[Opening DATA EXCERPTS section]

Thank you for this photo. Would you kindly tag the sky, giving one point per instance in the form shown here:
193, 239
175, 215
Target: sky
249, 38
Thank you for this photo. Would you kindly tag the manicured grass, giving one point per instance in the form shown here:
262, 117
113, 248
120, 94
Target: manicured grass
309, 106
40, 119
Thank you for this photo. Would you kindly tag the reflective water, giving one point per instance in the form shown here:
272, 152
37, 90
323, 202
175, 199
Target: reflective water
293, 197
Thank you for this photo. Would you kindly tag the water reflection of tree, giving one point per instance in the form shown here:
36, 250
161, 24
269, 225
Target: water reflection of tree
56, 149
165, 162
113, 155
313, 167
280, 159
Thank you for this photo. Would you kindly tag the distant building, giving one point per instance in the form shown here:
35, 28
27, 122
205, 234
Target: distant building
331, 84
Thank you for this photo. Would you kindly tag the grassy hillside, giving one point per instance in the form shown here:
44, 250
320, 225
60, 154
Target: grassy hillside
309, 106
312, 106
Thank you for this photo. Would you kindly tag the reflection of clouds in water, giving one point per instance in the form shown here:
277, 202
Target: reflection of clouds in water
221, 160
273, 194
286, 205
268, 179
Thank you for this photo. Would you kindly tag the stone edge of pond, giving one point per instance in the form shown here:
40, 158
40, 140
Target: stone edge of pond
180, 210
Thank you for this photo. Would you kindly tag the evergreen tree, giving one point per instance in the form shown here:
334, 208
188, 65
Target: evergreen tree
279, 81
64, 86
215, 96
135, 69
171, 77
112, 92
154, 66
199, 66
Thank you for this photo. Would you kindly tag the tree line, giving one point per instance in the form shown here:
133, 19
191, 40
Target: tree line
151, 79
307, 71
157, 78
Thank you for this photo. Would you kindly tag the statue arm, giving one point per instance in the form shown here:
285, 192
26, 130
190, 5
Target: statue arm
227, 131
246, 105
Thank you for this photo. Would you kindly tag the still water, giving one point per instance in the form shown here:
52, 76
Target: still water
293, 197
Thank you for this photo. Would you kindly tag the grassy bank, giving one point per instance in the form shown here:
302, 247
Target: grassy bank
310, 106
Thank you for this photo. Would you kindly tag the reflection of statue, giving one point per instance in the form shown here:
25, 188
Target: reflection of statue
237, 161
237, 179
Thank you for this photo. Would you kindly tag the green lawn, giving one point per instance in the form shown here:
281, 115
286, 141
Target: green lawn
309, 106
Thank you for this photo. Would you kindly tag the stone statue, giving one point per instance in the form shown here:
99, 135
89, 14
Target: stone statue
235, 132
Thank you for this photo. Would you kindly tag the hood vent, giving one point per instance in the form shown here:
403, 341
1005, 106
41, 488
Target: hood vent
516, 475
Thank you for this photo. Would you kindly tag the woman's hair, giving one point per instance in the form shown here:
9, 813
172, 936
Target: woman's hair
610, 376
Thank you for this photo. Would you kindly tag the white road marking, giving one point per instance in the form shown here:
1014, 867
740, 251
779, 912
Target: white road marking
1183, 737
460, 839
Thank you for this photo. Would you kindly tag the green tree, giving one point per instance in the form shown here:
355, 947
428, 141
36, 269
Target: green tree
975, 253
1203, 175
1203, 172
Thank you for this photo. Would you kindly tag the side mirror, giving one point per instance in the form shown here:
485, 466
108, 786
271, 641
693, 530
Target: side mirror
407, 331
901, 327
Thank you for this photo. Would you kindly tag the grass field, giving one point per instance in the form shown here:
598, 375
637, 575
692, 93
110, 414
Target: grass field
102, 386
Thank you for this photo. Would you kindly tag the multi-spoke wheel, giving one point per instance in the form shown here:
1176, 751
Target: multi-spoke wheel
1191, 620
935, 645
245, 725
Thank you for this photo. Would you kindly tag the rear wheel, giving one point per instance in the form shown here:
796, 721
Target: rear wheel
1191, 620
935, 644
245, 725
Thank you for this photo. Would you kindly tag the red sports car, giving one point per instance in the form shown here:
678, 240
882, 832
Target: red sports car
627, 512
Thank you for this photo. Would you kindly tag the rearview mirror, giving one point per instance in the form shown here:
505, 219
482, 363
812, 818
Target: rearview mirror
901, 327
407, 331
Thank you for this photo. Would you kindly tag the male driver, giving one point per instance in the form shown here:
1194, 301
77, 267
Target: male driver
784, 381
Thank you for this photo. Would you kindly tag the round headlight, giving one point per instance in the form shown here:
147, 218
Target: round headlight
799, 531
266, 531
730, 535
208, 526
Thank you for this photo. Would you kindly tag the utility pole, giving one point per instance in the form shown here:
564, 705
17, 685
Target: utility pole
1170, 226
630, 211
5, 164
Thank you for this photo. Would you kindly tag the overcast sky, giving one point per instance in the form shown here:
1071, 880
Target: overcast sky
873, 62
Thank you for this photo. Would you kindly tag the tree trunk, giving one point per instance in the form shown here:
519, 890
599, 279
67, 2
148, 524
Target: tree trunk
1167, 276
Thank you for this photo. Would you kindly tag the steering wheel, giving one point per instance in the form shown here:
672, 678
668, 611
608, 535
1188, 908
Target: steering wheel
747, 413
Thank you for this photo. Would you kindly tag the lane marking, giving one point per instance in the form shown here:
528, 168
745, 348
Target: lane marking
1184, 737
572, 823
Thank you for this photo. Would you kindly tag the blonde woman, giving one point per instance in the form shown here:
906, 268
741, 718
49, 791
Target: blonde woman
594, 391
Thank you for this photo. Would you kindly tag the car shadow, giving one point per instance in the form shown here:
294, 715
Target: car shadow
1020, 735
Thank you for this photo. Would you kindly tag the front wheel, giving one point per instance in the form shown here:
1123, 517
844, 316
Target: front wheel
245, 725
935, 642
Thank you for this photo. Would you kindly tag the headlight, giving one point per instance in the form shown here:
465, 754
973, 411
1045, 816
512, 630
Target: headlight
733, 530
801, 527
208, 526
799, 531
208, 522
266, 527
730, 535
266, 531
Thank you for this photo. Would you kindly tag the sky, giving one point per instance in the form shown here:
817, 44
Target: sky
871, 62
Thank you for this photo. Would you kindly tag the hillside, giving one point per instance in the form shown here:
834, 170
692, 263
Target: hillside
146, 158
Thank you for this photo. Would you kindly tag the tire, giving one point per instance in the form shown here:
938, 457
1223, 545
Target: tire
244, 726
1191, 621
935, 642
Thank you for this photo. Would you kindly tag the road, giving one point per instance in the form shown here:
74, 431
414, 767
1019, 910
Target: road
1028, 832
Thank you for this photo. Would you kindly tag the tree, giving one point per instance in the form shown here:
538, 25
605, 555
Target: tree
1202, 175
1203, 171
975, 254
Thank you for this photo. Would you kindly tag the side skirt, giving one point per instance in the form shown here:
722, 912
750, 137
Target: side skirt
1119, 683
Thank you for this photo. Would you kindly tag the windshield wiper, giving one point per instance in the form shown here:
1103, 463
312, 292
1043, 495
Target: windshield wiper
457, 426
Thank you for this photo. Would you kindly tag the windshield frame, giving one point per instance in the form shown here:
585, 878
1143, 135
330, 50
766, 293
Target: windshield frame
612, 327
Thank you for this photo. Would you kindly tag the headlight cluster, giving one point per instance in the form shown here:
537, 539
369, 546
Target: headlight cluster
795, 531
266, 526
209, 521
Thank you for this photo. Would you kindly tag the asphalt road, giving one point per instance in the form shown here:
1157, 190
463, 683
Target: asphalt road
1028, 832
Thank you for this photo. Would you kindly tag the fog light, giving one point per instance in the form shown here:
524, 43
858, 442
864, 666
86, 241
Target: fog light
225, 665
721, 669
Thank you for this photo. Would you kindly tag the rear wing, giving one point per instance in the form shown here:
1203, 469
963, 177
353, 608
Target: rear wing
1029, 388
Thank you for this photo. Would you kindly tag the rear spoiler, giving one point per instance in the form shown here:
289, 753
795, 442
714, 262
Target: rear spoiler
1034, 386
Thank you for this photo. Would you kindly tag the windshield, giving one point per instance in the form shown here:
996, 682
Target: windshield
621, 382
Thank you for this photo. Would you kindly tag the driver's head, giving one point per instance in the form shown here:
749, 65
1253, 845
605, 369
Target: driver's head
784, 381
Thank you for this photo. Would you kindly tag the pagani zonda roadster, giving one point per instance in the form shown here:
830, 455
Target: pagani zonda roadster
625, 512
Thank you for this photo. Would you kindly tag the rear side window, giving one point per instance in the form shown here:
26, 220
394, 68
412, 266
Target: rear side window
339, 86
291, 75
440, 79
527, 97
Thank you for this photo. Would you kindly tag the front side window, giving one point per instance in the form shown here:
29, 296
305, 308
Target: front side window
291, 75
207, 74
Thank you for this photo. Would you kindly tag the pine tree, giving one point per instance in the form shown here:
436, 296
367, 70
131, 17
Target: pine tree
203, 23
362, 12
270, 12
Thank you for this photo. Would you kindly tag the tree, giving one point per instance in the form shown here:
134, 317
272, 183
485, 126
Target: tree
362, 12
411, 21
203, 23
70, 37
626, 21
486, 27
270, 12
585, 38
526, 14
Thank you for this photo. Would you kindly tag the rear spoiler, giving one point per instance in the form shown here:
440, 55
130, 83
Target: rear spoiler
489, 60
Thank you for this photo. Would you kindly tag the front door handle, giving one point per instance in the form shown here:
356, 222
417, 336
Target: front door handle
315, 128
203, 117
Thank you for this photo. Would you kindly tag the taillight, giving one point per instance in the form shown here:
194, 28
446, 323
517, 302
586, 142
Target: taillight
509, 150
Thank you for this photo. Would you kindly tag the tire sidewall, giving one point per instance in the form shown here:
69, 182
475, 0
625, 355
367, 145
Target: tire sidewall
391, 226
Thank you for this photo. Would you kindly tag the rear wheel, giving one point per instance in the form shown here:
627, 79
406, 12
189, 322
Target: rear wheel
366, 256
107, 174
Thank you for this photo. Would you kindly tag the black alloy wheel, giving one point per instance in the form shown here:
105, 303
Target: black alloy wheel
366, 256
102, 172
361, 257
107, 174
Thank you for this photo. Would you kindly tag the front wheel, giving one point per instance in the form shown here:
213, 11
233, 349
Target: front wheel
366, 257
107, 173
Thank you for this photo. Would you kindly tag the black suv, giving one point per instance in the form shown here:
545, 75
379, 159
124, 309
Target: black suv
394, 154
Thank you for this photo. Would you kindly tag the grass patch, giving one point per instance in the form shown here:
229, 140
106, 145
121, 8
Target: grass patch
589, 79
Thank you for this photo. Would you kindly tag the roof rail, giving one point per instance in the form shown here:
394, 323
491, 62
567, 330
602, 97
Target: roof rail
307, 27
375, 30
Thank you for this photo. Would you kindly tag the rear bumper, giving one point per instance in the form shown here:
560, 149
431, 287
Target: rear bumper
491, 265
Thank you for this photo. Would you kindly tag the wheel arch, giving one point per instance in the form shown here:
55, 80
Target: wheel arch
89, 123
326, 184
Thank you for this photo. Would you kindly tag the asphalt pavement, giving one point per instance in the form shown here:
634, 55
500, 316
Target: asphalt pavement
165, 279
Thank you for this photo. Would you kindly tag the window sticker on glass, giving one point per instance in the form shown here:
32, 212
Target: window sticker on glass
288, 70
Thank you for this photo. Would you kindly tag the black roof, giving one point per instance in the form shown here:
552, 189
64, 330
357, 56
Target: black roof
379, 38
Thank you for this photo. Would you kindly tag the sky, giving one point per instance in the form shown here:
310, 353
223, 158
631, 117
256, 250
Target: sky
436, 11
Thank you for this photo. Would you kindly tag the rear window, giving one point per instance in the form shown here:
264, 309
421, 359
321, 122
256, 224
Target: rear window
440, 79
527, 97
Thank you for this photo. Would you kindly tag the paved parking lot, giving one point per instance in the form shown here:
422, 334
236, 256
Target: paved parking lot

[Closing DATA EXCERPTS section]

» EXERCISE INSTRUCTIONS:
Looking at the entries above, count the lines that contain "paved" and answer with only the number.

» RESPONSE TO THIS EXERCISE:
2